DESCRIPTION OF THE TASK: Extend the forum thread below about the inherited gold watch, picking up right after its last line.

TEXT SECTION:
····················
# Can Anyone Help Me With This Watch



## Regans (Aug 5, 2013)

It was given to me Great Grandfather when he retired from a dairy company. All I know is that it is Gold and a wind up watch


----------



## AVO (Nov 18, 2012)

If you google image Audax watches quite a few come up. It looks like one of those small Swiss companies that didn't survive the coming of quartz. It looks a beauty, lovely little watch. Can you get better pics of the case and movement?

I think Audax might have been a scion of Fortis. :buba:


----------



## Regans (Aug 5, 2013)

I'm not sure how to get to the movement but I will take some better pics. I don't think the strap is the original and I don't think it does the watch justice


----------



## Regans (Aug 5, 2013)




----------



## sharpie87 (Aug 5, 2013)

very nice looking watch


----------



## AVO (Nov 18, 2012)

Nah, strap's rubbish but the watch is gorgeous...I have a weakness for old gold. If I may suggest a dark chocolate brown crocodile. I have a 9ct Smiths of the same year, and look what a new strap did for it!


----------



## Regans (Aug 5, 2013)

Yea the strap will be changed soon. The watch is quite fragile though. The glass can be removed very easily and clips back on so I am a bit scared to wear it because the sentimental value is so high.


----------



## AVO (Nov 18, 2012)

Find a good local watchmaker who can sort it for you. It's worth getting it serviced and fixed up.


----------



## Regans (Aug 5, 2013)

I def will and I will get some pics up asap. The watch itself still works perfectly once wound up which is great.


----------



## Stuno1 (Jul 31, 2013)

Wonderful sentimental piece. Great to inherit.


----------



## harryblakes7 (Oct 1, 2010)

Nice, Audax movements were usually of a very high quality are were also gilded and of similar appearance to Omega gilded movements............


----------



## Jeremy Fisher (Jan 28, 2012)

If you can open the case (or get it done by a watchmaker/jeweller) the hallmark should tell you more about where the watch was cased and by whom.


----------



## clockworkorange (Jan 9, 2012)
····················
INFORMATION SHOWN:

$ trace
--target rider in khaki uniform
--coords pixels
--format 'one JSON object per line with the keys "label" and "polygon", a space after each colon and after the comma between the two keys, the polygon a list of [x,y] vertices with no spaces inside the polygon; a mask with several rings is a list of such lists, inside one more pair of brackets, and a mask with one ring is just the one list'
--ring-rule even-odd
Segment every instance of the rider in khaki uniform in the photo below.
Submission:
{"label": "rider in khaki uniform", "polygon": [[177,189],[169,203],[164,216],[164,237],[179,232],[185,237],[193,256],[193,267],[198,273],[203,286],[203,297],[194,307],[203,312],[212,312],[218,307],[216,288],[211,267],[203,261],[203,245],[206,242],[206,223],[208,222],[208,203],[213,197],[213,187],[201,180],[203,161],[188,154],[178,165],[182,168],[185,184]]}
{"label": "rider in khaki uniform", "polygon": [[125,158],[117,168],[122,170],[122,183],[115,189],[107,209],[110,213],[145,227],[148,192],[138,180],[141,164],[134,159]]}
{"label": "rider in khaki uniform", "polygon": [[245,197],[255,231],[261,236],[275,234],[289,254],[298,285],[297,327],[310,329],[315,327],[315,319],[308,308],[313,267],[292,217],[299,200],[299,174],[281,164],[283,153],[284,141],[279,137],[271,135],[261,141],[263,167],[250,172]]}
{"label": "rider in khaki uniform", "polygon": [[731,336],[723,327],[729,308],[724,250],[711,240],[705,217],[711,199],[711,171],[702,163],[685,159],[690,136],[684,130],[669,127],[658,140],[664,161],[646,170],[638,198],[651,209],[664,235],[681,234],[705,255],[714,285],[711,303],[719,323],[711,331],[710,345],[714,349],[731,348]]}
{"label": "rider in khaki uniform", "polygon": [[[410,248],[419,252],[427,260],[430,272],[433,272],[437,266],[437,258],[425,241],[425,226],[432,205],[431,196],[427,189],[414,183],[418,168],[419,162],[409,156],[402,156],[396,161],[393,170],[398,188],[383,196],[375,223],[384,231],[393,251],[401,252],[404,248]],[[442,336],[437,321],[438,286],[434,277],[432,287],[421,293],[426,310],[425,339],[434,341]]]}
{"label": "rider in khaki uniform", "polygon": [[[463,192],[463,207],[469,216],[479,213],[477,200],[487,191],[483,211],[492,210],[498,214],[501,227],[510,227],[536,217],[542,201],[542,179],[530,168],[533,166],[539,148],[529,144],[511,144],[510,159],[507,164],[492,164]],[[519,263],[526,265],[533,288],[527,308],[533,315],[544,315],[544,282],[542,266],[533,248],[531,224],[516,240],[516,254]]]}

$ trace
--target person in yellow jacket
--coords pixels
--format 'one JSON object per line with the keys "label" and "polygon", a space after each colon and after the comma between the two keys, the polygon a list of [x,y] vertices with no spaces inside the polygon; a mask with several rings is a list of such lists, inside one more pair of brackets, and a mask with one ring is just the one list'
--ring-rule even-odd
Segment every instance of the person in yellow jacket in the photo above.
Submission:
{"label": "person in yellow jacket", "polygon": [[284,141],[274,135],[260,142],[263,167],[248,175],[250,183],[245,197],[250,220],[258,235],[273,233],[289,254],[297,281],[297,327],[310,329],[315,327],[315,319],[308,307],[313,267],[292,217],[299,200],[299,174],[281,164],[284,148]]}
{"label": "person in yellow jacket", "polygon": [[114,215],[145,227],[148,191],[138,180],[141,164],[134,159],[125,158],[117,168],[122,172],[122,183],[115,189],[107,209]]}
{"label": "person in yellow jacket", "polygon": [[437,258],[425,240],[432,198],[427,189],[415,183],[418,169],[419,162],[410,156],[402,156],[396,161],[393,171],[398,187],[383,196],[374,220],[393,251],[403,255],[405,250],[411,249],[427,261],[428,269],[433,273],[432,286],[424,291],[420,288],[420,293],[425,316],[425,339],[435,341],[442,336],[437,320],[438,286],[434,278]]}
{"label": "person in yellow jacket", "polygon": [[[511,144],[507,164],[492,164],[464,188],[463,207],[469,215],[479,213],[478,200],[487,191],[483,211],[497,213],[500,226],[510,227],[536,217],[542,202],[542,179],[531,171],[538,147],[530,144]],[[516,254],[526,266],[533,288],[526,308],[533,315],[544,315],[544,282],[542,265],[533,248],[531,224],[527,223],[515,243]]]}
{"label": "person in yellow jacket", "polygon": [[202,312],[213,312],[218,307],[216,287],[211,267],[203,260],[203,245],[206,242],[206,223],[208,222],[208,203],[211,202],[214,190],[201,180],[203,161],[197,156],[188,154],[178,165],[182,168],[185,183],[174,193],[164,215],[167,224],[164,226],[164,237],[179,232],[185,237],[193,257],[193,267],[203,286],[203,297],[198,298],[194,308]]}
····················
WRITTEN RESPONSE:
very nice watch mate ,looks like the front bezel snaps off leaving the back and lugs etc and the movement in the back.

i wouldn't try this unless your confident as its easy to mark the gold and scratch the dial.

its deffinatly worth it the effort though ,if its working then i would leave it as it looks pretty clean


----------



## mel (Dec 6, 2006)

Tell us where you are located and a member may recommend a good watchmaker in the area :yes:

:weed:


----------



## lenny2007 (Aug 5, 2013)

Lovely looking watch, the symbol on the side of the crown looks interesting? Agree with AVO, a strap similar to his will make it look the part!!


----------



## Regans (Aug 5, 2013)

I'm in the Swansea area. I'm not confident enough to take it apart because I really wouldn't want to damage it


----------



## Euurie (Mar 1, 2013)

AVO said:


> Nah, strap's rubbish but the watch is gorgeous...I have a weakness for old gold. If I may suggest a dark chocolate brown crocodile. I have a 9ct Smiths of the same year, and look what a new strap did for it!


Great, now i want one too. :wallbash:


----------



## Regans (Aug 5, 2013)

I agree that strap really sets the watch off


----------



## jackinbox99 (Aug 21, 2013)

Very nice watch. My dads got an Onsa watch which he bought new in the 50`s from Switzerland and that looks very similar. Unfortunately looks like my dads watch isnt worth much now, and he should have got a Rolex or something instead at the time!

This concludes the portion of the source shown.